begin Document text

EMU: Path to European Political Integration

Reflections on a thorny façade
EMU: Path to European Political Integration - Gianni Bonvicini

Only a few years ago no one would have bet on a single European currency.1 Nevertheless the idea of a unified European money has a long history which can be traced back to the political philosophy that in only forty years has brought us from the European Coal and Steel Community (ECSC) and the European Economic Community (EEC) to the European Union (EU). The Euro can be considered the final point of the neo-functional project inspired by Jean Monnet. Through a progressive integration of national economic factors, from agriculture to steel, from trade to structural funds, it has finally arrived to the 'spill-over' point where integration in the economic field forces the Europeans to deal with the central question of how to govern the economy within the context of broader political cooperation. The currency, the Euro, is only a symbol, the 'veil' of classical economics texts, over a structural reality which requires real governing capacities.

Actually, the date 1 January 1999 does not represent anything more than the most recent attempt of European governments in this direction. As early as 1970 the Werner Plan (meant to 'defend' Europe from the dollar) tried to further develop along the neo­functionalist path of the old Community to the end of monetary union. Yet this very brief attempt and the 'snake' (the first experiment in cooperative monetary policy) were undermined by the dollar crisis. The exchange-rate volatility soon put an end to this experiment.

The later and less ambitious European Monetary System (EMS), which lacked both specific dates and objectives, was much criticized by the member states' central banks. Nevertheless, the EMS, once launched, made it possible to experiment with the monetary mechanisms necessary to understand the macroeconomic variables indispensable to initiate much broader projects in the field of economic integration.

The real premise for the Euro was the decision to complete the internal market through the first revision oft he Rome Treaty, the Single European Act (SEA) of 1986, and its objective of completing this by 1 January 1993.

This set the real basis for developing the plan for the Euro launched by the Delors Committee, made up of members of the member states' central banks, in 1988. The first phase started in 1990, on the eve of the Intergovernmental Conference (IGC), which lead to the Maastricht Treaty and to the inclusion within it of the subsequent steps. The last phase is now at hand. The Maastricht Treaty fixed the dates, the exact procedures, and the institutional mechanisms, but was more vague with regard to its aftermath. As a consequence, the 'Pact for Stability and Growth' had to be approved in Amsterdam in July 1997. Nevertheless, the institutional framework of the Euro can be considered to be very effective and sophisticated in as much as we are now on the eve of the final decision.

end Document text
begin Excerpted data

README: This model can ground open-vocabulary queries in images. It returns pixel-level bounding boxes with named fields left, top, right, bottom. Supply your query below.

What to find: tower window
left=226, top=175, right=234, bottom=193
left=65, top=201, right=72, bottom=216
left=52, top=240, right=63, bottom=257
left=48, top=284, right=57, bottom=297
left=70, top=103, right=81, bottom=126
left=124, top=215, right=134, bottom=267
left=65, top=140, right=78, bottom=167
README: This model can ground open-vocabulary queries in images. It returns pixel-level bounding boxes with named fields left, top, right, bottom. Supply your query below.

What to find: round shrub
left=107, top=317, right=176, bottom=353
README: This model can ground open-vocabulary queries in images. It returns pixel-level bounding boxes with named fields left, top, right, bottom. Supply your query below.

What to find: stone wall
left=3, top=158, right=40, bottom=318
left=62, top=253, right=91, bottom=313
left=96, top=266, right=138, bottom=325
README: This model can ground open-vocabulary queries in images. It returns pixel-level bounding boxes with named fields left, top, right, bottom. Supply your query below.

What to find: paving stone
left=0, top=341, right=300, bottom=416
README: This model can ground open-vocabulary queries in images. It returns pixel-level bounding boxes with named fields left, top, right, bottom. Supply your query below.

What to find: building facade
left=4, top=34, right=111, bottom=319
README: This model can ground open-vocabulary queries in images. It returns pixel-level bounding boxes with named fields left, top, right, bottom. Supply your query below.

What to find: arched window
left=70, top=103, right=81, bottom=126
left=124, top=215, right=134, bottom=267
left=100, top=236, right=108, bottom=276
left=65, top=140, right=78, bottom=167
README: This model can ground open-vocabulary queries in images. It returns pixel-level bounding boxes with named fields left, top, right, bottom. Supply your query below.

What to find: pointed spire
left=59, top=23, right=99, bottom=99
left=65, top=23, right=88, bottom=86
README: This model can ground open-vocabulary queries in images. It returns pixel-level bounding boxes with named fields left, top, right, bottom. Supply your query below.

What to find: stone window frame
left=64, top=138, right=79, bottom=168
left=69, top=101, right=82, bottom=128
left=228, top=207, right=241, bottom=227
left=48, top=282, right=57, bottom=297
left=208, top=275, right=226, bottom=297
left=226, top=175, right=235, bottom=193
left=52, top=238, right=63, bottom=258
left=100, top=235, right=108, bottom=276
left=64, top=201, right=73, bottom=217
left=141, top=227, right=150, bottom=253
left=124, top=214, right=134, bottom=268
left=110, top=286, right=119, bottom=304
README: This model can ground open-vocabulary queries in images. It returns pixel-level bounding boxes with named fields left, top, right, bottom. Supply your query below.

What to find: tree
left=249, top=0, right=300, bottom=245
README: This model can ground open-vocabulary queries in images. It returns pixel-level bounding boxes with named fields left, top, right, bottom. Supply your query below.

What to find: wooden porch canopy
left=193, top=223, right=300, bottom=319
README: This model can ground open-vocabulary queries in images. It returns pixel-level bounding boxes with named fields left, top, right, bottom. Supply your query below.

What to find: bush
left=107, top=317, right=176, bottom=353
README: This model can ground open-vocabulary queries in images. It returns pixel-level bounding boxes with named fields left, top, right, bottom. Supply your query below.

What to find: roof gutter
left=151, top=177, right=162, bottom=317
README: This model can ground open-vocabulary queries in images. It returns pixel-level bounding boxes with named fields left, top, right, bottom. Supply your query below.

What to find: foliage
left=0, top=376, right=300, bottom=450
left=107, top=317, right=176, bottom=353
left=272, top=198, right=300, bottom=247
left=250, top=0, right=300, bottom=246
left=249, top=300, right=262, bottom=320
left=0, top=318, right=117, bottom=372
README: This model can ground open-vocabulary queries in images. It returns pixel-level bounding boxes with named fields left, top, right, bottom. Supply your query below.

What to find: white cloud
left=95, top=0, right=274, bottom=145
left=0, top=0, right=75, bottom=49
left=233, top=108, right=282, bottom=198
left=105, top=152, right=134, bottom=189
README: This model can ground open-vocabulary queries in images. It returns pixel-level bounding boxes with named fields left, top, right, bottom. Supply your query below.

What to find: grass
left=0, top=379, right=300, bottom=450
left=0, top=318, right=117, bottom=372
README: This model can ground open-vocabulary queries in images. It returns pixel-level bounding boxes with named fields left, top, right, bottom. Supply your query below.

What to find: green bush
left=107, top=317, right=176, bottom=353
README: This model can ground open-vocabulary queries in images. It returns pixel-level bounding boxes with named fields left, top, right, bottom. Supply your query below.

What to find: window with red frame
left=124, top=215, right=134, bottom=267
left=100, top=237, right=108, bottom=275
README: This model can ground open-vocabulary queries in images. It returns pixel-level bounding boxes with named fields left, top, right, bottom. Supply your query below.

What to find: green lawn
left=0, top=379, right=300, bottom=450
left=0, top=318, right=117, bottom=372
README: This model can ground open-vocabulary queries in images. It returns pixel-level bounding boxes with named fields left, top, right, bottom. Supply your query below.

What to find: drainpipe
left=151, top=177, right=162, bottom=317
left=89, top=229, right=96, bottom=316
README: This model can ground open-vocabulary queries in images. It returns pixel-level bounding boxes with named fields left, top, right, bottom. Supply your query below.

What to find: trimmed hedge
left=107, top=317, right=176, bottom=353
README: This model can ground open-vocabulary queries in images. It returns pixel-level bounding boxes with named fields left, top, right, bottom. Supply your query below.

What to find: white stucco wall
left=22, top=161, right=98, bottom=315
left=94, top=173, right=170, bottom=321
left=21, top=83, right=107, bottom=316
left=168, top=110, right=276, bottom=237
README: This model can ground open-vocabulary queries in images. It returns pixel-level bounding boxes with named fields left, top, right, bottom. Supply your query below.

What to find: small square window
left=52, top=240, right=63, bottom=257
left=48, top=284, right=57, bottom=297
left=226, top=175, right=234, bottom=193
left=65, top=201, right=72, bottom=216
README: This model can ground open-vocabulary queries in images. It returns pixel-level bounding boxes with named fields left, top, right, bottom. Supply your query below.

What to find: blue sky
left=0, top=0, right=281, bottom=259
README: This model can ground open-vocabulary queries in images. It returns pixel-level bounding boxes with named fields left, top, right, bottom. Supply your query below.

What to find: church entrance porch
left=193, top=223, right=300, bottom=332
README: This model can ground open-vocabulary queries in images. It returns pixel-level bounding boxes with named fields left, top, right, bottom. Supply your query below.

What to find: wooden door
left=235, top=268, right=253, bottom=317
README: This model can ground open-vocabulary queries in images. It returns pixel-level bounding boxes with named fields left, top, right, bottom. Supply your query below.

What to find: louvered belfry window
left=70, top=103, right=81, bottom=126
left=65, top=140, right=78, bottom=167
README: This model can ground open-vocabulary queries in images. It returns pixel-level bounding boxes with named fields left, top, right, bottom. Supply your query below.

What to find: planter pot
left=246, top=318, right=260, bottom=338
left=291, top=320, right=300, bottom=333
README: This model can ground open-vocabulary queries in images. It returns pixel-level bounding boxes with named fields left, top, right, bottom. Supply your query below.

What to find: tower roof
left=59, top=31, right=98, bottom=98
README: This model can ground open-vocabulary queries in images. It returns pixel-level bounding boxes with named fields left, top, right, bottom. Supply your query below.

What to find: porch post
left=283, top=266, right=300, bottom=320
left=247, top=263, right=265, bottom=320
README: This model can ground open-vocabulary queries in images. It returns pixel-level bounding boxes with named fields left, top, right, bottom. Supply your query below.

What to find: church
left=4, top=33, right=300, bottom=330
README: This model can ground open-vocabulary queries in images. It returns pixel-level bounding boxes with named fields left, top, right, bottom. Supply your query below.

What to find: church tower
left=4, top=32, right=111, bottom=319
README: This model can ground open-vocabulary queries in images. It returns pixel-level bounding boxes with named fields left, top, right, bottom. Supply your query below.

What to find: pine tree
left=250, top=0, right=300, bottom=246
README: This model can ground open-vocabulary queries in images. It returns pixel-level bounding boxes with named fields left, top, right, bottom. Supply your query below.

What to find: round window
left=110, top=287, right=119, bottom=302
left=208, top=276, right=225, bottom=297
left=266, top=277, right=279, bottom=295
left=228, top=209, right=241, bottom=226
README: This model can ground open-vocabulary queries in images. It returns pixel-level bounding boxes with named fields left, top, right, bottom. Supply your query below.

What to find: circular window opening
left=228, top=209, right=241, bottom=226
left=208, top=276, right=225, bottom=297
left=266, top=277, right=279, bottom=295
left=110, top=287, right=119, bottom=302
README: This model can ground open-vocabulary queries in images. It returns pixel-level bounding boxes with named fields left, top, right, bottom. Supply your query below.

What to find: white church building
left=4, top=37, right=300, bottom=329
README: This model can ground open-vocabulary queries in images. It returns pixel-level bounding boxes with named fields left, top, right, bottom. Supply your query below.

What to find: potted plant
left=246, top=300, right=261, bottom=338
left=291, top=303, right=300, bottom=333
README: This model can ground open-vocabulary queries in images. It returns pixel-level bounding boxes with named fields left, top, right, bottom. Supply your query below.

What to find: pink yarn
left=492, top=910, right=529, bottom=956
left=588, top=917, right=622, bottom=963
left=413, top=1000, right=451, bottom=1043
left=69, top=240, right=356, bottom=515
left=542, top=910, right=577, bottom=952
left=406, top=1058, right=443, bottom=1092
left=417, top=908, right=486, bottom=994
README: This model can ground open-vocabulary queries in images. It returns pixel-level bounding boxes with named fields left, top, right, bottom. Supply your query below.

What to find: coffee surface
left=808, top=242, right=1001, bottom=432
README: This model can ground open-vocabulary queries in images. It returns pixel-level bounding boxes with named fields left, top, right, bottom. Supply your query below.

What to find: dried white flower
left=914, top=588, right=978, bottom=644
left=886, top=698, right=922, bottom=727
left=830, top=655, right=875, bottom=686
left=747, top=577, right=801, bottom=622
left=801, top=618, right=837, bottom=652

end Excerpted data

• [Task brief]: For each statement below, decide whether it agrees with the text on European monetary union, answering yes or no and quoting the words of the text that decide it. 1. The Werner Plan dates from 1970. 2. The European Monetary System was praised by the member states' central banks. 3. The Delors Committee was composed of members of the member states' central banks.

• [Worked solution]:
1. Yes: "As early as 1970 the Werner Plan (meant to 'defend' Europe from the dollar)"
2. No: "was much criticized by the member states' central banks"
3. Yes: "made up of members of the member states' central banks"